**課題の詳細**
パルミラについての文章のうち、「写真は近くのアラブ砦から見たパルミラの夕景。」から「めやしの緑で覆われています。」までの部分を、一字一句変えずにそのまま繰り返してください。

**本文抜粋**

§

パルミラ

シリア砂漠のほぼ中央に位置するオアシス都市パルミラ。
ローマ帝国の属州として栄えながら、美貌の女王ゼノビアはローマ帝国に反旗を翻します。
美貌の女王の都は世界で最も美しい遺跡と言われています。
2003年8月訪問

写真は四面門と岩山上のアラブ砦


パルミラは地中海とメソポタミアの中間地点であることから、古代から東西貿易の拠点として栄えました。西のローマ帝国と東のササン朝ペルシャが争ったときはローマの属州としてペルシャの軍隊を撃退し、2世紀以降、東西の交易で巨大な富を獲得し、繁栄を極めたと言います。

そのパルミラの運命を変えたのがクレオパトラの血を引くと言われた美貌の女王ゼノビア。3世紀初頭の王オダエナトゥ王スの妻だったゼノビアは王が暗殺された後、実権を握り、領土を拡大し、ついにはローマ帝国に反旗を翻します。結局、272年にパルミラはローマ帝国に敗れ、都市は破壊されました。ゼノビアは金の鎖でつながれてローマ帝国まで連れて行かれたといいます。

美貌の女王の都パルミラは世界で最も美しい遺跡とも言われています。
写真は近くのアラブ砦から見たパルミラの夕景。



写真中央の大きな建造物がベル神殿。そこから長い列柱道路が続きます。列柱道路の中央右手にある建築群は円形劇場やアゴラの跡。かっての行政の中心地です。下に伸びる列柱道路の終点はティオクレティアヌス神殿。
もともとパルミラとは「なつめやしに覆われた街」という意味ということですが、今でも遺跡の周囲はなつめやしの緑で覆われています。


ベル神殿

ベル神殿はパルミラ遺跡の南東部分にあります。
街はこの神殿を中心に構成されていると言っていいでしょう。
パルミラで最も重要な建物だったと思われます。
写真は本殿を前から見たところ。



ここに祀られていたベル神とはメソポタミアの主神である豊穣神。バールベックのバール神と同じ古い神です。この神殿は1世紀から3世紀にかけて建造されたと考えられています。

§

**表示情報**
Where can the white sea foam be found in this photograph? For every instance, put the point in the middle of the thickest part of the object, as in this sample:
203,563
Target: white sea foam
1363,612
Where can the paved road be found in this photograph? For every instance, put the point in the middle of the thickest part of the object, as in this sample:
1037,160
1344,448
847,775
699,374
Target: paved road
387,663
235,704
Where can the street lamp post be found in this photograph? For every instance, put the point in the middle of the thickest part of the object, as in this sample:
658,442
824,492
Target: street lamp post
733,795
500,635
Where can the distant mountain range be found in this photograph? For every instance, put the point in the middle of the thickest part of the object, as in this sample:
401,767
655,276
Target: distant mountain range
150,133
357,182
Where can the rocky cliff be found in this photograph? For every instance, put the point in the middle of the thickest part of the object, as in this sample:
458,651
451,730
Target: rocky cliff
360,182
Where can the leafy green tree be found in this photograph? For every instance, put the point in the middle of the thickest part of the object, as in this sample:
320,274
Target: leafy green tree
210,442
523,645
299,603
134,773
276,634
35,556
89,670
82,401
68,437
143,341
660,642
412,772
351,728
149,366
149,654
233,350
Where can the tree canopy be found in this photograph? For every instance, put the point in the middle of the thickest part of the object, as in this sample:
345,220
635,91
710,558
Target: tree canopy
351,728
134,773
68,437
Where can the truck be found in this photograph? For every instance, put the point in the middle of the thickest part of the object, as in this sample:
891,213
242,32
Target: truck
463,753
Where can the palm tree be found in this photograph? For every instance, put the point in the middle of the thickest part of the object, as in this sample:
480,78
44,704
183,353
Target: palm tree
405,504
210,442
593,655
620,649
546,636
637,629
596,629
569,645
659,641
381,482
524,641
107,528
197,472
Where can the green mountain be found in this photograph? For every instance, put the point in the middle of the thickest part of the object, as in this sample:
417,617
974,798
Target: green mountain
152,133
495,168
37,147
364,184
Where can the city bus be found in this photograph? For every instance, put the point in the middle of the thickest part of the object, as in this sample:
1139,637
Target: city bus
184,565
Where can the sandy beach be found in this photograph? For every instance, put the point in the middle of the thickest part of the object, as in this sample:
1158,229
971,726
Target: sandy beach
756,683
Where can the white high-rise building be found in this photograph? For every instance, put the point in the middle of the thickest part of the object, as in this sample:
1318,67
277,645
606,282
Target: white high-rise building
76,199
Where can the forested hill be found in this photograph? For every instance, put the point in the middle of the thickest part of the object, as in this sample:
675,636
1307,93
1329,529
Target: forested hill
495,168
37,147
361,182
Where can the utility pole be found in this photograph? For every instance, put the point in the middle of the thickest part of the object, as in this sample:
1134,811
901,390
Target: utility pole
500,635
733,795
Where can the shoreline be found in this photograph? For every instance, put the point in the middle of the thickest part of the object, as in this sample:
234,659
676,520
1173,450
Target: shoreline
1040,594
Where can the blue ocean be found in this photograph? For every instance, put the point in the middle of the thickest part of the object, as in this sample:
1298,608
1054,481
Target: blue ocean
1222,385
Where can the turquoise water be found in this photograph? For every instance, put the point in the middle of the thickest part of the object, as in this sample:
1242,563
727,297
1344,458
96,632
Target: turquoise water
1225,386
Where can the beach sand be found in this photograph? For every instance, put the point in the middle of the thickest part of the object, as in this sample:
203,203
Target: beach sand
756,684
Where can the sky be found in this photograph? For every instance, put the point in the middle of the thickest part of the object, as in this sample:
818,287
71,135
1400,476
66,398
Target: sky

§

**解答全文**
写真は近くのアラブ砦から見たパルミラの夕景。



写真中央の大きな建造物がベル神殿。そこから長い列柱道路が続きます。列柱道路の中央右手にある建築群は円形劇場やアゴラの跡。かっての行政の中心地です。下に伸びる列柱道路の終点はティオクレティアヌス神殿。
もともとパルミラとは「なつめやしに覆われた街」という意味ということですが、今でも遺跡の周囲はなつめやしの緑で覆われています。